- **WORK TASK**
Each entry that follows should be written again verbatim.

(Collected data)

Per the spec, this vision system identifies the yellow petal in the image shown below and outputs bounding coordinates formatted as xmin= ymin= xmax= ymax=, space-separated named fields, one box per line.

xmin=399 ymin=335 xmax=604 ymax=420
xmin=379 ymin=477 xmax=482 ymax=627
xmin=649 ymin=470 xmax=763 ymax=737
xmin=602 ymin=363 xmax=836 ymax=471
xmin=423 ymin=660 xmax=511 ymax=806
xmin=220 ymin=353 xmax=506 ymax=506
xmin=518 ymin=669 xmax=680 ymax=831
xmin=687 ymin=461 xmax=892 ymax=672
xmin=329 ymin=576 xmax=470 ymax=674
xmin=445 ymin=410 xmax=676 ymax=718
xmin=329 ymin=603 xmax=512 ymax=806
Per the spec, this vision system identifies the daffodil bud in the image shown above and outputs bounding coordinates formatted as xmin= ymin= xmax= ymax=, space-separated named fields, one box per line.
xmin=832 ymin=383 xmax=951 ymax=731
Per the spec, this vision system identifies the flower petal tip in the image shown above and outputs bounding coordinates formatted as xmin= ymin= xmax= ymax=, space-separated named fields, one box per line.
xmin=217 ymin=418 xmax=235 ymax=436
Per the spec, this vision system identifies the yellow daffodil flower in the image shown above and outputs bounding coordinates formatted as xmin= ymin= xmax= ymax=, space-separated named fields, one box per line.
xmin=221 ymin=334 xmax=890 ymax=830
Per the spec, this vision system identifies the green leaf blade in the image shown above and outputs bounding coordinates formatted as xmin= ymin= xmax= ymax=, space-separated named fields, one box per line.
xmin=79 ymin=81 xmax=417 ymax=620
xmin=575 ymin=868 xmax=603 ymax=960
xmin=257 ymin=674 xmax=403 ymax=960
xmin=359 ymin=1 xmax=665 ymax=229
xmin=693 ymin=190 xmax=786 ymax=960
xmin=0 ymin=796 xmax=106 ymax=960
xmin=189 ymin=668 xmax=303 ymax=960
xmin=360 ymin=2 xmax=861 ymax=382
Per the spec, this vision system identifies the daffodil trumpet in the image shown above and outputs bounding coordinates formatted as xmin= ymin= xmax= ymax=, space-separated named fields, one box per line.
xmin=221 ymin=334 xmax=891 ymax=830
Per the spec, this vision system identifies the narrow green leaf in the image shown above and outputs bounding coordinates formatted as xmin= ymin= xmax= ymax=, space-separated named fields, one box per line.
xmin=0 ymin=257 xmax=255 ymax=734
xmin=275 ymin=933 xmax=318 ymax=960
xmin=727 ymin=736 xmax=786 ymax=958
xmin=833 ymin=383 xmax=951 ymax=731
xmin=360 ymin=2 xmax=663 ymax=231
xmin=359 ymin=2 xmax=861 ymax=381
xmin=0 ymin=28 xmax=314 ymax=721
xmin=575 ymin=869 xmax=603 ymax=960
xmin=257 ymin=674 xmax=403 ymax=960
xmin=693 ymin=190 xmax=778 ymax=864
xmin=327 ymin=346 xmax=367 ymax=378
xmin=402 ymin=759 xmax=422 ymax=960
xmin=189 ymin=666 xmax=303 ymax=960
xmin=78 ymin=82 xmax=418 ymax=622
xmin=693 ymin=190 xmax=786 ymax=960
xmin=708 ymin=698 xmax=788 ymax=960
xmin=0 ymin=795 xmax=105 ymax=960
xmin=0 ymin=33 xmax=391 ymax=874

- **ANSWER BOX**
Per the spec, this vision system identifies the yellow petal in the image shown below and outputs bounding coordinates formatted as xmin= ymin= xmax= ymax=, space-separated named fields, one box per line.

xmin=399 ymin=335 xmax=604 ymax=420
xmin=379 ymin=477 xmax=482 ymax=627
xmin=649 ymin=470 xmax=763 ymax=737
xmin=602 ymin=363 xmax=836 ymax=471
xmin=423 ymin=660 xmax=511 ymax=806
xmin=220 ymin=353 xmax=506 ymax=506
xmin=518 ymin=669 xmax=680 ymax=831
xmin=687 ymin=461 xmax=892 ymax=672
xmin=329 ymin=576 xmax=470 ymax=674
xmin=445 ymin=410 xmax=676 ymax=718
xmin=329 ymin=603 xmax=512 ymax=806
Per the spec, this vision system identifies the daffodil bud in the image shown above and outputs bounding coordinates formatted as xmin= ymin= xmax= ymax=, space-separated named fields, one box per line.
xmin=832 ymin=383 xmax=951 ymax=731
Per the spec, this vision system identifies the flower petal tip in the image shown above and outputs bounding coordinates formatted as xmin= ymin= xmax= ymax=, space-separated named fields, one box per line.
xmin=217 ymin=418 xmax=235 ymax=436
Per the spec, this vision system identifies the yellow daffodil flower in the image shown above and outputs bounding coordinates formatted as xmin= ymin= xmax= ymax=, space-separated named fields, one box per line.
xmin=221 ymin=334 xmax=890 ymax=830
Per the spec, this vision system identifies the green leaf blade in the image shown above and outputs bounding coordinates formatted as xmin= ymin= xmax= ymax=, space-separated named fields, one box per line.
xmin=79 ymin=81 xmax=417 ymax=620
xmin=575 ymin=868 xmax=603 ymax=960
xmin=257 ymin=674 xmax=403 ymax=960
xmin=359 ymin=1 xmax=665 ymax=229
xmin=693 ymin=190 xmax=786 ymax=960
xmin=0 ymin=796 xmax=106 ymax=960
xmin=189 ymin=668 xmax=303 ymax=960
xmin=360 ymin=2 xmax=861 ymax=382
Per the spec, this vision system identifies the daffodil trumpet in the image shown above and outputs bounding coordinates formatted as xmin= ymin= xmax= ymax=, space-separated named fields, one box per line.
xmin=221 ymin=334 xmax=891 ymax=830
Per the spec, this vision system identifies the narrow green leaf in the image shown above and outputs bounding coordinates formatted as xmin= ymin= xmax= ymax=, space-separated named fields, one box per line.
xmin=0 ymin=257 xmax=255 ymax=734
xmin=275 ymin=933 xmax=318 ymax=960
xmin=727 ymin=736 xmax=786 ymax=958
xmin=833 ymin=383 xmax=951 ymax=731
xmin=360 ymin=2 xmax=663 ymax=231
xmin=359 ymin=2 xmax=861 ymax=381
xmin=0 ymin=28 xmax=314 ymax=721
xmin=575 ymin=869 xmax=603 ymax=960
xmin=257 ymin=674 xmax=403 ymax=960
xmin=693 ymin=190 xmax=778 ymax=864
xmin=327 ymin=346 xmax=367 ymax=378
xmin=402 ymin=759 xmax=422 ymax=960
xmin=189 ymin=666 xmax=303 ymax=960
xmin=78 ymin=82 xmax=418 ymax=622
xmin=693 ymin=190 xmax=786 ymax=960
xmin=708 ymin=698 xmax=788 ymax=960
xmin=0 ymin=795 xmax=105 ymax=960
xmin=0 ymin=33 xmax=391 ymax=874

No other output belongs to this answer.